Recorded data
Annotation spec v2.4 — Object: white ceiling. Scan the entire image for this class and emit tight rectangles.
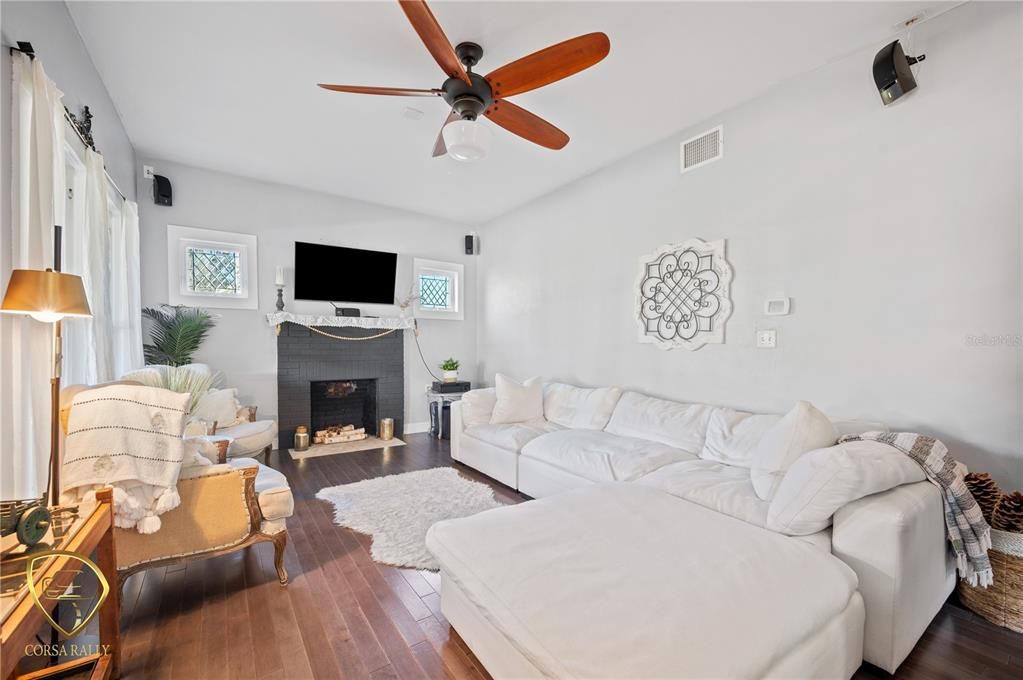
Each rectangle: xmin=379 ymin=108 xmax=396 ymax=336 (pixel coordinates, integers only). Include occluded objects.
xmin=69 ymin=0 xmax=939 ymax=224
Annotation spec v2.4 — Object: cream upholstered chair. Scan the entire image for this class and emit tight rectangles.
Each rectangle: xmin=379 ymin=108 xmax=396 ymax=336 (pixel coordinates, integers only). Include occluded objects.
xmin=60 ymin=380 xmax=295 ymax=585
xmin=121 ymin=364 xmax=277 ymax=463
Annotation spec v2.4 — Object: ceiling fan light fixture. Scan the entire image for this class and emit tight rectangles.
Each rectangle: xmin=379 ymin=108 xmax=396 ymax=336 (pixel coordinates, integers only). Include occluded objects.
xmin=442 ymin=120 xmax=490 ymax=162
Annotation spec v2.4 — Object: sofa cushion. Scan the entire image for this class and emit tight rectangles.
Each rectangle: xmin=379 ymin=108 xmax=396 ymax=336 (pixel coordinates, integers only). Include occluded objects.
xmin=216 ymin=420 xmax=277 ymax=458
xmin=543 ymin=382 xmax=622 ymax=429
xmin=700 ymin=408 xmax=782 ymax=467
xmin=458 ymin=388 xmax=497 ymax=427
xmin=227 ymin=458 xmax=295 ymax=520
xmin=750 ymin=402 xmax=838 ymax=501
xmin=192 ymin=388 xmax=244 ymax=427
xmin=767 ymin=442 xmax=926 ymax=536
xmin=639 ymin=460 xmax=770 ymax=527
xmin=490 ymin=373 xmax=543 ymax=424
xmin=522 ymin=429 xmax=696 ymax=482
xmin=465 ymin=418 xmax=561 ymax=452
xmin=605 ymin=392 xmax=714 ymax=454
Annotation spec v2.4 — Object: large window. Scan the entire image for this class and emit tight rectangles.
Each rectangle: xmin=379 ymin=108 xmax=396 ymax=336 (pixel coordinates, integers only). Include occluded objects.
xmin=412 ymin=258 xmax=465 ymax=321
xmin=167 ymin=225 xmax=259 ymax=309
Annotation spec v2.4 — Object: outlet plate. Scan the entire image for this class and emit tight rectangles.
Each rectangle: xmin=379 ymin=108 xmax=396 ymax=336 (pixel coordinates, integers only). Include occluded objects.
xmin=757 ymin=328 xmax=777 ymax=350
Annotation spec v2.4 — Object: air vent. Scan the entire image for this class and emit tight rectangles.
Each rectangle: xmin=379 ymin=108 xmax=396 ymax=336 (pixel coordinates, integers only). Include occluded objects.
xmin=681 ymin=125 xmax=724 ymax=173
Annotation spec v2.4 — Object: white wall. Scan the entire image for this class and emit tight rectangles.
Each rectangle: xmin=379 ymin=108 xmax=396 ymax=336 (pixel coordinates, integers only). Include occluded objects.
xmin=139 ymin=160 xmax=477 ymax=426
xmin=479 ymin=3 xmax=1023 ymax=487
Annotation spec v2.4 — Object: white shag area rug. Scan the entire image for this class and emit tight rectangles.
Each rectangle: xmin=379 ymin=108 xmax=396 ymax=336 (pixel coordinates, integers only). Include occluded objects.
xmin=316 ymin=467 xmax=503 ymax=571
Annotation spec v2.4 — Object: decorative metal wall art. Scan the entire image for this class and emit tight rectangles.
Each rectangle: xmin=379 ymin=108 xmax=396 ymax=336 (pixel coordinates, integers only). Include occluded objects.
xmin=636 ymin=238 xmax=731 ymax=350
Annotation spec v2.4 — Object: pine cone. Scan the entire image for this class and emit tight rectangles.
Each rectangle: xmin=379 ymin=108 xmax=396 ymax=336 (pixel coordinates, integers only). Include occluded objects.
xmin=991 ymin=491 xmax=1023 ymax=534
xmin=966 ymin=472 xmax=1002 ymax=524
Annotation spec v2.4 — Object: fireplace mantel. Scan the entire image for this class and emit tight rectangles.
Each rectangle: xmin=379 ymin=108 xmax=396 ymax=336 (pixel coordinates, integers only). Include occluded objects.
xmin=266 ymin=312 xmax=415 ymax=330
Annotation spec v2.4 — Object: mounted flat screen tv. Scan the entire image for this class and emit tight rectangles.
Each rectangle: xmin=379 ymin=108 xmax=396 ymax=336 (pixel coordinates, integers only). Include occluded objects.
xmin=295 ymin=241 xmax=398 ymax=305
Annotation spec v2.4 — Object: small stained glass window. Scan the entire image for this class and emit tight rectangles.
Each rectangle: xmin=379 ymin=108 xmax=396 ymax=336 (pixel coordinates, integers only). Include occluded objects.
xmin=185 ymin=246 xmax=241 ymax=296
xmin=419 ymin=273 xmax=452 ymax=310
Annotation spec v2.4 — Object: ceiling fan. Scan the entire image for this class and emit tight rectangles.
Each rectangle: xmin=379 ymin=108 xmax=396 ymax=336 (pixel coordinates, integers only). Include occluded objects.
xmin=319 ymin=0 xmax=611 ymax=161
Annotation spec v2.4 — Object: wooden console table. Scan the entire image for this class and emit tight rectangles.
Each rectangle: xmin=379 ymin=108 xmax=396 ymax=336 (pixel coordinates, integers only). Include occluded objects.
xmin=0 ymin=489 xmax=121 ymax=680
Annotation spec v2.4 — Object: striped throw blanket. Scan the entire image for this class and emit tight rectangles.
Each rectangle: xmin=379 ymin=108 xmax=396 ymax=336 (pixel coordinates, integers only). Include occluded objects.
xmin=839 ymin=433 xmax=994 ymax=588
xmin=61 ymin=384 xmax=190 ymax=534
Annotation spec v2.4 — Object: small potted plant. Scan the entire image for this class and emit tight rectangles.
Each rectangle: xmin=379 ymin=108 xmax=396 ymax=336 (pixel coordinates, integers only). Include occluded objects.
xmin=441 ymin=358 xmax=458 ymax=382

...

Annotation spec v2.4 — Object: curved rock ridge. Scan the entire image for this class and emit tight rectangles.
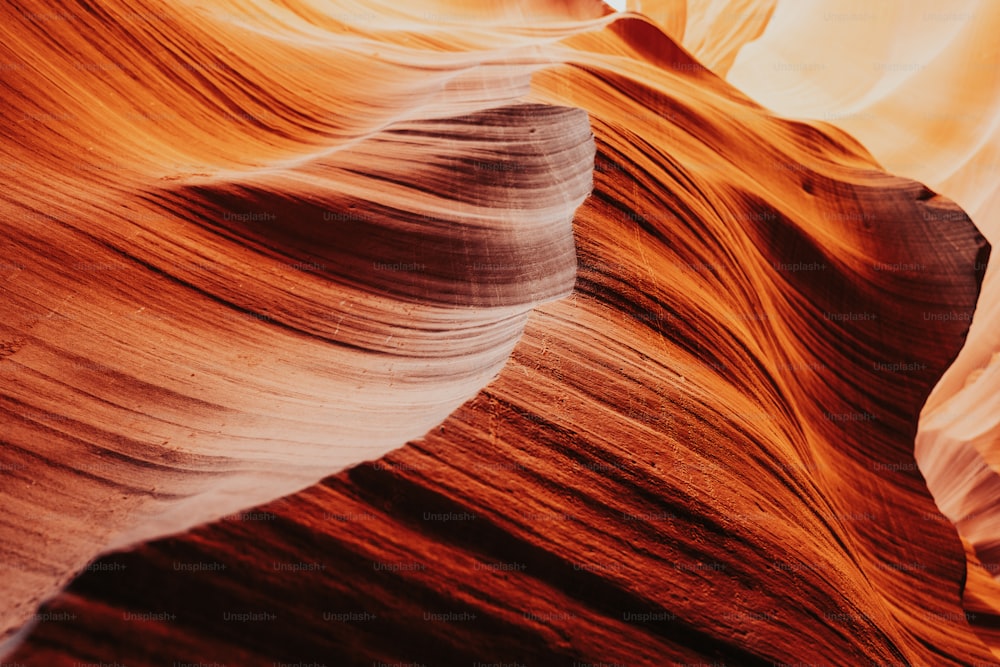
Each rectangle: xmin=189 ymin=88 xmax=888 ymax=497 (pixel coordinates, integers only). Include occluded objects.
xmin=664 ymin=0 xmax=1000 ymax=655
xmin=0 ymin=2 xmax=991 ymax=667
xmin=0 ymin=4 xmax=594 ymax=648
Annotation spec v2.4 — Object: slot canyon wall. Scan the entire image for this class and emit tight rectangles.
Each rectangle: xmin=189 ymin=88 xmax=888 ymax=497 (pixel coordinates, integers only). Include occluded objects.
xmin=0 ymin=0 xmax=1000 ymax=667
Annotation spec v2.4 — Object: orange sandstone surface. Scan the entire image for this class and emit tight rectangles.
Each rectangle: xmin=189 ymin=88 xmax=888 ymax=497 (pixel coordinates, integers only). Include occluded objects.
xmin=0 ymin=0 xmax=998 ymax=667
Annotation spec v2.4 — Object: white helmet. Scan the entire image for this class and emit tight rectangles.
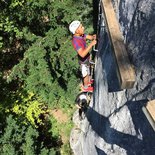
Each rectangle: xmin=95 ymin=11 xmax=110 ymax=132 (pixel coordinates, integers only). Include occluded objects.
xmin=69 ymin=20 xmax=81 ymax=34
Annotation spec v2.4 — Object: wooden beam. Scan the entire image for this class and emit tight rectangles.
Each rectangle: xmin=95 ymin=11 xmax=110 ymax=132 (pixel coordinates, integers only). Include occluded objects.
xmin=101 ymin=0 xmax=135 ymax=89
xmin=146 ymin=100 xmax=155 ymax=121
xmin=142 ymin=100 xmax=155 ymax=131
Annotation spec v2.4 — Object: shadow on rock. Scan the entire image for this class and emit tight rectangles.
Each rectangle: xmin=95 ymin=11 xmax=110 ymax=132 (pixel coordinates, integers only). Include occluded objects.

▸ Task to complete
Copy out the stretch of lines from the one containing "Annotation spec v2.4 — Object: wooden console" through the one containing "xmin=441 ymin=358 xmax=458 ymax=382", keeping every character the same and leaving out all other lines.

▸ Answer for this exercise
Annotation spec v2.4 — Object: wooden console table. Scan the entire image for this class and emit tight rectangles.
Each rectangle: xmin=379 ymin=108 xmax=396 ymax=336 (pixel coordinates, integers only). Include occluded objects.
xmin=0 ymin=489 xmax=121 ymax=680
Annotation spec v2.4 — Object: striped throw blanket. Scan the entire image for this class and emit tight rectangles.
Each rectangle: xmin=379 ymin=108 xmax=396 ymax=336 (pixel coordinates, integers only). Include occluded objects.
xmin=839 ymin=433 xmax=994 ymax=588
xmin=61 ymin=384 xmax=190 ymax=534
Annotation spec v2.4 — Object: small potted plant. Scan the entire image for this class and emit tight rectangles.
Each rectangle: xmin=379 ymin=108 xmax=396 ymax=336 (pixel coordinates, integers only). Include occluded objects.
xmin=441 ymin=358 xmax=458 ymax=382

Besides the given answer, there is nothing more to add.